Records met positieannotaties

%%

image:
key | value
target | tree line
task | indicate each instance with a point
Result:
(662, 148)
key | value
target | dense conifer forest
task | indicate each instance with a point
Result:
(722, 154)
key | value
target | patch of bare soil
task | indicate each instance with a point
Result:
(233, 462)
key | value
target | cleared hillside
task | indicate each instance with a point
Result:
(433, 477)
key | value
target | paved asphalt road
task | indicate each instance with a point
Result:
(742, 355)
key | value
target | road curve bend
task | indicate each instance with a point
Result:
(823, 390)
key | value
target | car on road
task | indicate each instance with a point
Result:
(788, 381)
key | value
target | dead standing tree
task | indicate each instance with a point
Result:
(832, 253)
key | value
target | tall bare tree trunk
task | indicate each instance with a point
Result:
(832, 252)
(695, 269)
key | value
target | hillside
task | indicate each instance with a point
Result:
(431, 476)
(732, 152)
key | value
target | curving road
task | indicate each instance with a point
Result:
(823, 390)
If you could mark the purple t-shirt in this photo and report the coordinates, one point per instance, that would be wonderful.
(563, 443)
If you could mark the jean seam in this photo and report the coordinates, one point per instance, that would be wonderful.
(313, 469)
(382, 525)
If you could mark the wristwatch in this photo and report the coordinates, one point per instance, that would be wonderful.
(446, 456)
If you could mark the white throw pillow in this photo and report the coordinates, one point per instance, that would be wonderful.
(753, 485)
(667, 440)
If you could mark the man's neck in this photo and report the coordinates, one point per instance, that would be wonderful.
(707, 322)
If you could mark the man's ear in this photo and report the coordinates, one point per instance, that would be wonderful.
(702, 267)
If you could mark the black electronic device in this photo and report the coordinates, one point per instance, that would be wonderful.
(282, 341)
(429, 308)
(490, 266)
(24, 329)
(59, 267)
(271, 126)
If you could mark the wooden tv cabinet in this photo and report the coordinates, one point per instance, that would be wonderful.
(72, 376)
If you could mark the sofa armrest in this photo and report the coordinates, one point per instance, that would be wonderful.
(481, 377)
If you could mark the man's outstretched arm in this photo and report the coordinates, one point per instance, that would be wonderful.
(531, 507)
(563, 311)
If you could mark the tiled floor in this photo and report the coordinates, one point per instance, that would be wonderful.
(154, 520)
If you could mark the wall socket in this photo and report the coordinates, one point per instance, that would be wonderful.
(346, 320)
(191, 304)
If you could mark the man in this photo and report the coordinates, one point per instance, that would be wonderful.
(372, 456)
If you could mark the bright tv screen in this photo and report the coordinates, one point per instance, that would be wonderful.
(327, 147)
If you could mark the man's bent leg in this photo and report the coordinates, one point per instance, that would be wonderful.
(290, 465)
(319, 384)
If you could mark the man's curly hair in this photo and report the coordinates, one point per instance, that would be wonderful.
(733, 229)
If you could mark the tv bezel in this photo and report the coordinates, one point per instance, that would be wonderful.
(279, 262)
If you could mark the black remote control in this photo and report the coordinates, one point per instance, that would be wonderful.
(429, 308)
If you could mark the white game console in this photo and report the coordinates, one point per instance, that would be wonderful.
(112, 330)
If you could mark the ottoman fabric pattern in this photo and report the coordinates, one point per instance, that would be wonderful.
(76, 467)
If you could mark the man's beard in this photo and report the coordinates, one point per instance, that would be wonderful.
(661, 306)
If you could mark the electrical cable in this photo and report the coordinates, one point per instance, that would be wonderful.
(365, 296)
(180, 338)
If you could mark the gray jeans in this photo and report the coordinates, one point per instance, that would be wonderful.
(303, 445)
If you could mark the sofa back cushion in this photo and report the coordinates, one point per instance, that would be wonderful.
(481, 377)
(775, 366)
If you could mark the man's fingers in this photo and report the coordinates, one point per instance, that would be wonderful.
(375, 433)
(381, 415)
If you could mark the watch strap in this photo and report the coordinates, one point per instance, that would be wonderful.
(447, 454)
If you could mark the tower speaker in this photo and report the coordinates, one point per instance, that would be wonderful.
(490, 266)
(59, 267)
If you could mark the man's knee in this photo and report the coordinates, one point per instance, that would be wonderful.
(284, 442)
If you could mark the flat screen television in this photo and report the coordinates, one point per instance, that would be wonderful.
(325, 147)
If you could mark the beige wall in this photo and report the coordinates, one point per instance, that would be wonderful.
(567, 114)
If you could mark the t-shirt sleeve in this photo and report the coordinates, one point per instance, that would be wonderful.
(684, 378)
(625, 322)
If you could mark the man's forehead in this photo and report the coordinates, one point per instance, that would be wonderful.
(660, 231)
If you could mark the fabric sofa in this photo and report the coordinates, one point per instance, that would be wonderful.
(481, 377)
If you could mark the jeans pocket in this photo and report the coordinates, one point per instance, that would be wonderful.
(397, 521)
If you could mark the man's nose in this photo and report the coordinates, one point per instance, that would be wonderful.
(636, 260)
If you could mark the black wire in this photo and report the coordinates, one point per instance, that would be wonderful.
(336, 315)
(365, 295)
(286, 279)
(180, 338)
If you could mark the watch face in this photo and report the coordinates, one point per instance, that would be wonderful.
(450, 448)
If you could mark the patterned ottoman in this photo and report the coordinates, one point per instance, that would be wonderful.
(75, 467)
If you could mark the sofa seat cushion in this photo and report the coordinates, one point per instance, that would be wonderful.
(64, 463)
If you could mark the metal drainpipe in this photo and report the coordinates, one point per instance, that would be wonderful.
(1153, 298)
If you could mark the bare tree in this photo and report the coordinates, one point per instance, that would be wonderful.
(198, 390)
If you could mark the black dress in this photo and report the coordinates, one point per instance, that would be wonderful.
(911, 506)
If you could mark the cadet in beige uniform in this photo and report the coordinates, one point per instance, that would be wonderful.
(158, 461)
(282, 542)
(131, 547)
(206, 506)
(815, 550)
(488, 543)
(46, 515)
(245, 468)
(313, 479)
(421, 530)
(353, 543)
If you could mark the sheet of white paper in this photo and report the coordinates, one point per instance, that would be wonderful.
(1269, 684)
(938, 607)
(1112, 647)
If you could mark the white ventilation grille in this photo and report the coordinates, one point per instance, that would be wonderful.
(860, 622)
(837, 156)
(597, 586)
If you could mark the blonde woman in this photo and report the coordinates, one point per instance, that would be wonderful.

%%

Neem de volledige lijst hierboven letterlijk over, regel voor regel.

§ **ANTWOORD**:
image:
key | value
target | tree line
task | indicate each instance with a point
Result:
(662, 148)
key | value
target | dense conifer forest
task | indicate each instance with a point
Result:
(722, 154)
key | value
target | patch of bare soil
task | indicate each instance with a point
Result:
(233, 462)
key | value
target | cleared hillside
task | indicate each instance with a point
Result:
(433, 477)
key | value
target | paved asphalt road
task | indicate each instance with a point
Result:
(742, 355)
key | value
target | road curve bend
task | indicate each instance with a point
Result:
(823, 390)
key | value
target | car on road
task | indicate each instance with a point
Result:
(788, 381)
key | value
target | dead standing tree
task | indicate each instance with a point
Result:
(832, 253)
key | value
target | tall bare tree trunk
task | indicate each instance with a point
Result:
(832, 252)
(695, 269)
key | value
target | hillside
task | indicate each instance with a point
Result:
(431, 476)
(732, 152)
key | value
target | curving road
task | indicate each instance with a point
Result:
(823, 390)
If you could mark the purple t-shirt in this photo and report the coordinates, one point per instance, that would be wonderful.
(563, 443)
If you could mark the jean seam in this photo and report the coordinates, one point per instance, that would be wonderful.
(313, 469)
(382, 525)
If you could mark the wristwatch in this photo and report the coordinates, one point per instance, that would be wonderful.
(446, 456)
If you could mark the white throw pillow in this photo and report the coordinates, one point per instance, that would be wonderful.
(753, 485)
(667, 440)
If you could mark the man's neck in this photo and report the coordinates, one point per instance, that would be wonderful.
(707, 322)
If you could mark the man's ear in this photo and report the coordinates, one point per instance, that would be wonderful.
(702, 267)
If you could mark the black electronic device in this photo and report the coordinates, one point per instance, that would be wonderful.
(282, 341)
(429, 308)
(490, 266)
(24, 329)
(59, 267)
(271, 126)
If you could mark the wooden tv cabinet in this photo and report the coordinates, one point per instance, that would be wonderful.
(72, 376)
If you could mark the sofa armrest in this photo and report the coordinates, one point per instance, that would be wonderful.
(481, 377)
If you could mark the man's outstretched arm in this photo and report the coordinates, one point per instance, that would be wonderful.
(531, 507)
(563, 311)
If you could mark the tiled floor in this photo and report the coordinates, one point per instance, that would be wonderful.
(154, 520)
If you could mark the wall socket in this photo and report the coordinates, one point per instance, that would be wonderful.
(346, 320)
(191, 304)
If you could mark the man in this photo and report the coordinates, one point per instance, that would be wonderful.
(372, 456)
If you could mark the bright tv screen in this photo and report the coordinates, one point per instance, that would be wonderful.
(327, 147)
If you could mark the man's bent leg in this photo and report the coordinates, one point per instance, that would be wonderful.
(290, 465)
(319, 384)
If you could mark the man's curly hair in this photo and report the coordinates, one point per instance, that would be wonderful.
(733, 229)
If you could mark the tv bezel in this photo and report the coordinates, one point per instance, that would be wonderful.
(279, 262)
If you could mark the black remote control in this photo and report the coordinates, one point per instance, that would be wonderful.
(429, 308)
If you could mark the white game console in this photo and report the coordinates, one point per instance, that would be wonderful.
(112, 330)
If you could mark the ottoman fabric pattern in this photo and report the coordinates, one point per instance, that would be wonderful.
(76, 467)
If you could mark the man's beard in this photo and report the coordinates, one point per instance, that would be wonderful.
(661, 306)
If you could mark the electrical cable in this photo and report the coordinates, one point per instance, that would be wonderful.
(365, 296)
(180, 338)
If you could mark the gray jeans in this photo and report the coordinates, one point per instance, that would be wonderful.
(303, 445)
If you could mark the sofa back cushion in this photo and report the coordinates, one point per instance, that would be wonderful.
(481, 377)
(775, 366)
If you could mark the man's fingers in this photo and report the coordinates, one point per instance, that would be wonderful.
(375, 433)
(381, 415)
If you could mark the watch strap in this photo and report the coordinates, one point per instance, that would be wonderful.
(447, 454)
If you could mark the tower speaker in this photo and report the coordinates, one point per instance, that would be wonderful.
(490, 266)
(59, 267)
If you could mark the man's knee in this photo and report the coordinates, one point per instance, that would be wonderful.
(284, 442)
If you could mark the flat screen television in this photo and report the coordinates, one point per instance, that would be wonderful.
(325, 147)
If you could mark the beige wall in this photo and report the coordinates, one point per instance, that would be wonderful.
(567, 114)
If you could mark the t-shirt sleeve in this photo and report the coordinates, one point per instance, that would be wonderful.
(684, 378)
(625, 322)
If you could mark the man's forehead in this photo and report the coordinates, one point per instance, that would be wonderful.
(660, 231)
If you could mark the fabric sofa in this photo and report the coordinates, one point per instance, that would be wonderful.
(481, 377)
If you could mark the jeans pocket in this photo and report the coordinates, one point per instance, that would be wonderful.
(397, 521)
If you could mark the man's nose in this photo and report the coordinates, one point per instance, that would be wonderful.
(636, 260)
If you could mark the black wire in this photo and report the coordinates, one point per instance, that would be wonderful.
(336, 315)
(365, 295)
(286, 279)
(180, 338)
If you could mark the watch face in this photo and report the coordinates, one point per instance, that would be wonderful.
(450, 448)
If you could mark the patterned ottoman in this photo and report the coordinates, one point per instance, that would be wonderful.
(75, 467)
If you could mark the sofa seat cushion in this photo and report the coordinates, one point per instance, that would be wonderful.
(64, 463)
If you could mark the metal drainpipe in this photo and report the coordinates, one point per instance, that would be wonderful.
(1153, 298)
If you could mark the bare tree in this photo and report the coordinates, one point per instance, that would be wonderful.
(198, 390)
If you could mark the black dress in this photo and report the coordinates, one point per instance, that would be wonderful.
(911, 506)
If you could mark the cadet in beige uniform in this photo and report the coordinates, one point per instance, that would be wonderful.
(158, 461)
(282, 542)
(131, 547)
(206, 506)
(815, 550)
(488, 543)
(46, 515)
(245, 468)
(313, 479)
(421, 530)
(353, 543)
If you could mark the sheet of white paper in this photo and report the coordinates, one point per instance, that would be wonderful.
(1269, 684)
(938, 607)
(1112, 647)
If you could mark the white ventilation grille in this photo and report the coordinates, one point per instance, that would be wonderful.
(860, 622)
(837, 156)
(597, 586)
If you could mark the blonde woman in this photo and report the coordinates, one point per instance, that would be wonderful.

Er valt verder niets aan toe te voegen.